Repeat exactly, and only, the lines from the one containing "Would you be able to mark the asphalt" through the end of the records.

● **Records for the exercise**:
====================

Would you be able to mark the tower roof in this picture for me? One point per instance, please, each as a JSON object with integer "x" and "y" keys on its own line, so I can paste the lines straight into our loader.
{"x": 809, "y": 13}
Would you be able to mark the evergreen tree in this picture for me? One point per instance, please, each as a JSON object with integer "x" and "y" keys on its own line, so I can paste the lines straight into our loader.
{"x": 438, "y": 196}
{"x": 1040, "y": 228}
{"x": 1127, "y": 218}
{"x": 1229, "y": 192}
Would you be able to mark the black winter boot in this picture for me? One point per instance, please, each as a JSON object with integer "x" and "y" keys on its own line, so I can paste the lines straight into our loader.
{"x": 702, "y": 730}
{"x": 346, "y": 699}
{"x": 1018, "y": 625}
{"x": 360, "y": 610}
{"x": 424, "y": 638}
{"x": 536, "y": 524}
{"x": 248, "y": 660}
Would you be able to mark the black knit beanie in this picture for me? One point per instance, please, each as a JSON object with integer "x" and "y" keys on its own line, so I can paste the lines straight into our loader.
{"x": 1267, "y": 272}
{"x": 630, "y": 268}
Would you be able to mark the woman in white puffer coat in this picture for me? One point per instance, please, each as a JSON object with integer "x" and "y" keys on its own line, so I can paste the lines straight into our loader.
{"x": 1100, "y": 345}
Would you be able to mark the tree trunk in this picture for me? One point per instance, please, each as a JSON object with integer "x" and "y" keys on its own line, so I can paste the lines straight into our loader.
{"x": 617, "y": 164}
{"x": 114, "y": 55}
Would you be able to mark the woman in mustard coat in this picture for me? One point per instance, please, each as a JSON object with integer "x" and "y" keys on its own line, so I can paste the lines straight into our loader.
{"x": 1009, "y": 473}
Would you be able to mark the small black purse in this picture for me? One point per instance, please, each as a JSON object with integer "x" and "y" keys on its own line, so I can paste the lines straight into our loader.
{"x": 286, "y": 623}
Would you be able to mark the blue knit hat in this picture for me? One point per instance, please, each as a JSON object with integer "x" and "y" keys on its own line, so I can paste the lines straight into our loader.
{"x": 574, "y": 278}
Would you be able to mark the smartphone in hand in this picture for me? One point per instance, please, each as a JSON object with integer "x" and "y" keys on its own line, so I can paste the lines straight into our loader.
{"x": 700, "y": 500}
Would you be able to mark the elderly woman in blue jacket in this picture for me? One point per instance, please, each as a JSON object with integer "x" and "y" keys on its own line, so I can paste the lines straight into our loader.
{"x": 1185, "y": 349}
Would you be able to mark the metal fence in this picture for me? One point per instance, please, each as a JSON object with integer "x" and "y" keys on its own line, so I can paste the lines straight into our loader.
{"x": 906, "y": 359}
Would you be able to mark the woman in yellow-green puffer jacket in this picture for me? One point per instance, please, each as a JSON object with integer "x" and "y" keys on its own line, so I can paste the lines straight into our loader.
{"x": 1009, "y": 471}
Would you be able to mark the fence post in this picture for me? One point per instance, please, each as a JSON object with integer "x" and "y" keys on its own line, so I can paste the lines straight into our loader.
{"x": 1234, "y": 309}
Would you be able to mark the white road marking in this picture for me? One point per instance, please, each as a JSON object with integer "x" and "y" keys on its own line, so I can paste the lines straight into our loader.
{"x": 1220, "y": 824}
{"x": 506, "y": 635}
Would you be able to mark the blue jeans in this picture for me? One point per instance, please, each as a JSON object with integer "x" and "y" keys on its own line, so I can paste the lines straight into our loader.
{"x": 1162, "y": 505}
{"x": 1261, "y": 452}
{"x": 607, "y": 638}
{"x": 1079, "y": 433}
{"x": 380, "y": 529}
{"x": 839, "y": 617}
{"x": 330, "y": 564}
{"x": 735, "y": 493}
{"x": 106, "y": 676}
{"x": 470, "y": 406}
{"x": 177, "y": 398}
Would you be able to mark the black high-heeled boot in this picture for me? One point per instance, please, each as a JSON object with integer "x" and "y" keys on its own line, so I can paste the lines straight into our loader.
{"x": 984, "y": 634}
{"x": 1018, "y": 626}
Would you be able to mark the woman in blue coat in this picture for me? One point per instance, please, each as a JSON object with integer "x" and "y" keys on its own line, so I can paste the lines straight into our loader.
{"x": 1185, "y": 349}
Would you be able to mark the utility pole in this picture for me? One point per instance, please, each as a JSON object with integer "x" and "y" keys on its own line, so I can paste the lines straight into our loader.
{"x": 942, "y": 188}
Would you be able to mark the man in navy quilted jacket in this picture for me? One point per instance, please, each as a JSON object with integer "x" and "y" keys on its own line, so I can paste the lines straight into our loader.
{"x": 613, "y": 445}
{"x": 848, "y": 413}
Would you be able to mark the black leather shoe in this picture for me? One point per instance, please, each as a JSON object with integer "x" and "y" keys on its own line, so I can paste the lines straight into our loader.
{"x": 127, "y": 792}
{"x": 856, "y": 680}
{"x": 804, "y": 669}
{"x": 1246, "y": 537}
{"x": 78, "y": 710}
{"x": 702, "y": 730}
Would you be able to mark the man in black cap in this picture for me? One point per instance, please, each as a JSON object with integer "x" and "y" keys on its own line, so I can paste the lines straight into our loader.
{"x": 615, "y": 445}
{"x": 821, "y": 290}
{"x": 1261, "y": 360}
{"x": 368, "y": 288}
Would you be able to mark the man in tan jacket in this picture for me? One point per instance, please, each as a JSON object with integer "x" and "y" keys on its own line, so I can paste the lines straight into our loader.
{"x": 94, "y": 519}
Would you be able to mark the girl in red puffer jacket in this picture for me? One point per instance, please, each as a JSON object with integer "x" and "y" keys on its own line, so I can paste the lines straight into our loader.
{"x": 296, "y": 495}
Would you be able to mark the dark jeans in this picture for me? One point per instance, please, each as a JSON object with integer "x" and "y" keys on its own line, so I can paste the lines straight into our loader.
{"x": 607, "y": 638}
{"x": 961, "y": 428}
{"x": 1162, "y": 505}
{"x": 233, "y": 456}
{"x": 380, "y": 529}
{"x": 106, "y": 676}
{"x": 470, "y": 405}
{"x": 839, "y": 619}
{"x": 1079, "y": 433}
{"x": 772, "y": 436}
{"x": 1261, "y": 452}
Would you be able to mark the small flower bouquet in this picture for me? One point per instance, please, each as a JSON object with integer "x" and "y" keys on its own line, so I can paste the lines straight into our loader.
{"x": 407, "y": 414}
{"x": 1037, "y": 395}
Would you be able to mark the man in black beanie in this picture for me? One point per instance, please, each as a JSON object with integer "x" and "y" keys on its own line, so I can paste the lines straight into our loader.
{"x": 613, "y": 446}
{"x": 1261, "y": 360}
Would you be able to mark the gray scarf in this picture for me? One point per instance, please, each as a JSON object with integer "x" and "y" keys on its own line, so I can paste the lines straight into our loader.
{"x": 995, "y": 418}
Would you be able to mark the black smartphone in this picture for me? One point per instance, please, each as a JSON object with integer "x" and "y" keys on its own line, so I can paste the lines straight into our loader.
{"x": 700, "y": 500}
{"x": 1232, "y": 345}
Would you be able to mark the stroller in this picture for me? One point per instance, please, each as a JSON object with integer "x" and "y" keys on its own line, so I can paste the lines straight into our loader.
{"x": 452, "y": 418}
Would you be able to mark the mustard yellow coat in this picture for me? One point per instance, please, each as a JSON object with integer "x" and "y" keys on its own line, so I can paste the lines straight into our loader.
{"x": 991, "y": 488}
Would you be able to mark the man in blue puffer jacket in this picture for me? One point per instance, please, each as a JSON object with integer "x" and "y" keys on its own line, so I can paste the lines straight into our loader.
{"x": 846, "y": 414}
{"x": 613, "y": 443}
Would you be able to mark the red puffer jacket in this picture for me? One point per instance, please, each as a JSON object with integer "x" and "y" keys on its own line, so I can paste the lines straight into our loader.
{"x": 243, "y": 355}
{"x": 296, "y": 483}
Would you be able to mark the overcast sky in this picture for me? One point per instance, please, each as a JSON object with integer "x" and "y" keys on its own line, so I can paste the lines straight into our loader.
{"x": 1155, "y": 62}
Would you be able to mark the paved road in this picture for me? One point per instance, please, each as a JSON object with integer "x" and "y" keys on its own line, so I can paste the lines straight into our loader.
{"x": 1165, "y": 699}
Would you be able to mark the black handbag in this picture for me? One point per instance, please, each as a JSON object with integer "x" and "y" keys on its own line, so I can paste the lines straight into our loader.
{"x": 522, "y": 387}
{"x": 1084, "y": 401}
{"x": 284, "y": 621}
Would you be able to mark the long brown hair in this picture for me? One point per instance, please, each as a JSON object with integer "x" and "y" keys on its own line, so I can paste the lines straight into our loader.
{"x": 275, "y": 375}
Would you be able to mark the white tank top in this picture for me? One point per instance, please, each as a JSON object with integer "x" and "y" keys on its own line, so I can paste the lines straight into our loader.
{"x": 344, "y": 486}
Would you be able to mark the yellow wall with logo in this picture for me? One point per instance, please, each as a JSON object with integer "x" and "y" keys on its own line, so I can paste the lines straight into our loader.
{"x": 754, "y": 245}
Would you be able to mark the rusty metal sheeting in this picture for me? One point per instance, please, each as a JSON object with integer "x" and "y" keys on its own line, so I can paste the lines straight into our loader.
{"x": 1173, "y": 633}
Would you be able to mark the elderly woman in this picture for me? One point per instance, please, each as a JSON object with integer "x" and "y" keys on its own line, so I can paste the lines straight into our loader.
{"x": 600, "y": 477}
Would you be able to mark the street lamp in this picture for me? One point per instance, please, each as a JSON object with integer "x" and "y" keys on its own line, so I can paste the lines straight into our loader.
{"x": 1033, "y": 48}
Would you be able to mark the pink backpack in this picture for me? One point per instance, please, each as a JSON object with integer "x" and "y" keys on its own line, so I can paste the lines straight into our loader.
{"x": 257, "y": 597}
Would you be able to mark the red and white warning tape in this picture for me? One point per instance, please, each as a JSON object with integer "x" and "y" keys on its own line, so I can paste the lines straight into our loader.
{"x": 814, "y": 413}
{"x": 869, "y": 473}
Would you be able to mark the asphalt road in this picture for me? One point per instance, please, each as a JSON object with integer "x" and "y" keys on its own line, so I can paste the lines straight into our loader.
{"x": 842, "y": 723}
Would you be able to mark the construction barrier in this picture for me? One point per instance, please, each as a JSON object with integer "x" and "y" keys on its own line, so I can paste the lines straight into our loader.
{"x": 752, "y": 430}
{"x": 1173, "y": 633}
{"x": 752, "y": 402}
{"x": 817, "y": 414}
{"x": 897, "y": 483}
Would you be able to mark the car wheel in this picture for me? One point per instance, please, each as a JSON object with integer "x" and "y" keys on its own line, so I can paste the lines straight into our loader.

====================

● **Written response**:
Would you be able to mark the asphalt road in this picture for me? One point per instance, please, each as a JSON object with integer "x" and "y" keys on its own line, so I can paste the lines straight into our loader.
{"x": 842, "y": 723}
Would you be able to mark the construction barrier in this picture for me? One point per instance, please, each as a JSON object with integer "x" and "y" keys on its own line, so I can paste the lines straight into our loader.
{"x": 752, "y": 430}
{"x": 1173, "y": 633}
{"x": 752, "y": 402}
{"x": 817, "y": 414}
{"x": 897, "y": 483}
Would you be able to mark the car wheel in this picture for me? One point per instance, please, each as a JSON object with integer "x" and "y" keys on its own line, so I can paste the lines straight into our loader.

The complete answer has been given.